Written exercise >> Convert everything from the line containing "A note to the class: find the index" down to the end of the records into a numbered list, one item per line, omitting any blank lines.

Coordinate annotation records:
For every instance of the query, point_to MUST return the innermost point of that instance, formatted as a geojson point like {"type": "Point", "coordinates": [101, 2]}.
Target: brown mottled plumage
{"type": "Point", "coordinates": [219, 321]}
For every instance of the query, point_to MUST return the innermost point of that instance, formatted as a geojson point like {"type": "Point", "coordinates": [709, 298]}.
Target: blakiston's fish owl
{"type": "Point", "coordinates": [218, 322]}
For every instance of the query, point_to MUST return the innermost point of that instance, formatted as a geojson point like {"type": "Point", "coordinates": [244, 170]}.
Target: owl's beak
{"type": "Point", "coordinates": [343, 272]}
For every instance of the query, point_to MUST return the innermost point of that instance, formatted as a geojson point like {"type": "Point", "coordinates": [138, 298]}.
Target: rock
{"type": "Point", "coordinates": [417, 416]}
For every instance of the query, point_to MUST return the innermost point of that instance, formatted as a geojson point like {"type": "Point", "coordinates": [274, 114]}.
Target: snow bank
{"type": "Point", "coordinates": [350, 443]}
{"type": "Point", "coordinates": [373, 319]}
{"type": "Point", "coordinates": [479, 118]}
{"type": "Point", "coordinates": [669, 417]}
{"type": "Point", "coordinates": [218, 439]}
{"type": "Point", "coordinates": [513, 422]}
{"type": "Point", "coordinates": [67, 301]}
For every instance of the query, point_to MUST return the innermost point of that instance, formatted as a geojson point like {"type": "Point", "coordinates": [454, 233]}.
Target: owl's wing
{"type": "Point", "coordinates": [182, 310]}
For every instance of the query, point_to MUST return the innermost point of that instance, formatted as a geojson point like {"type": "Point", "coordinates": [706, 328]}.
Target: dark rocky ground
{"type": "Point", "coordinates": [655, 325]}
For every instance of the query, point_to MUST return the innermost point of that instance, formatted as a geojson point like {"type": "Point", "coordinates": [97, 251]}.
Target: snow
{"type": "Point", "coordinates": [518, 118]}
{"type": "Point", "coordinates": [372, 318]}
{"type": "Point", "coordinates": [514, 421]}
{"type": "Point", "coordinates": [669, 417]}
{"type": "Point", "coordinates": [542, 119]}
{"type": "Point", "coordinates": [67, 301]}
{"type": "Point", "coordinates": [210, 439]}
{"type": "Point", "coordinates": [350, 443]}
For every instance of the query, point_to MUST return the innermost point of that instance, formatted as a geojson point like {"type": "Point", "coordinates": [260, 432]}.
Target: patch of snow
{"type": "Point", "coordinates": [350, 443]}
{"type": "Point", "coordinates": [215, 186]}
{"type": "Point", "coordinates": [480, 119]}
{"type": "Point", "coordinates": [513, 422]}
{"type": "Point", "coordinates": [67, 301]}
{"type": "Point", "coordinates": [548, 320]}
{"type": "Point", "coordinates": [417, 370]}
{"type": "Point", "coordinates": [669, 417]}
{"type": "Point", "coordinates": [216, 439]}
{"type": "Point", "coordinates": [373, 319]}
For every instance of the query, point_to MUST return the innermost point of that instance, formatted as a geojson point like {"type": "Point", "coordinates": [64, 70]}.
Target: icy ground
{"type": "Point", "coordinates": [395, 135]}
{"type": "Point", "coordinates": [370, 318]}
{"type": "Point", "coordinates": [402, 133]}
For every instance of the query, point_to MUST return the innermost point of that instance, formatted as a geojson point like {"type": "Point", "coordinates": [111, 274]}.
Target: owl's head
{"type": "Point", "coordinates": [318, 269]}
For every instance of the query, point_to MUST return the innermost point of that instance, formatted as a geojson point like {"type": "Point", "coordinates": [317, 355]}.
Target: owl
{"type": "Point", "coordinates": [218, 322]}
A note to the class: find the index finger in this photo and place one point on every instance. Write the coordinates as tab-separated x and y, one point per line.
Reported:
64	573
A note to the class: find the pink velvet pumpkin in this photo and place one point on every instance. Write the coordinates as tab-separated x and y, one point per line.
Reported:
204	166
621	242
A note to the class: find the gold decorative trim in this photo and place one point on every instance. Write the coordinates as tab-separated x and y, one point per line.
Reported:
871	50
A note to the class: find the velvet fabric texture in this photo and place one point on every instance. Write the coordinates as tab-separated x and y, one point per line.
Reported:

Full output >>
1. A note to the class: find the index finger in this photo and place one point on every instance. Write the coordinates as tab-separated x and y, one point per line.
2. Reported:
3. 64	573
4. A note to the class: find the pink velvet pumpkin in this photo and place one point on every instance. Write the coordinates as tab-separated x and y, one point per line.
5. Reported:
6. 204	166
7. 621	242
8. A note to the class: find the gold decorative trim in this photo and place one point on every instance. Write the coordinates as tab-separated x and y, one point per line.
9. Reported:
10. 871	50
11. A note to the class: find the velvet fabric texture in this photo and place one point on every instance. Write the coordinates as tab-separated x and y, one point per line.
12. Reported:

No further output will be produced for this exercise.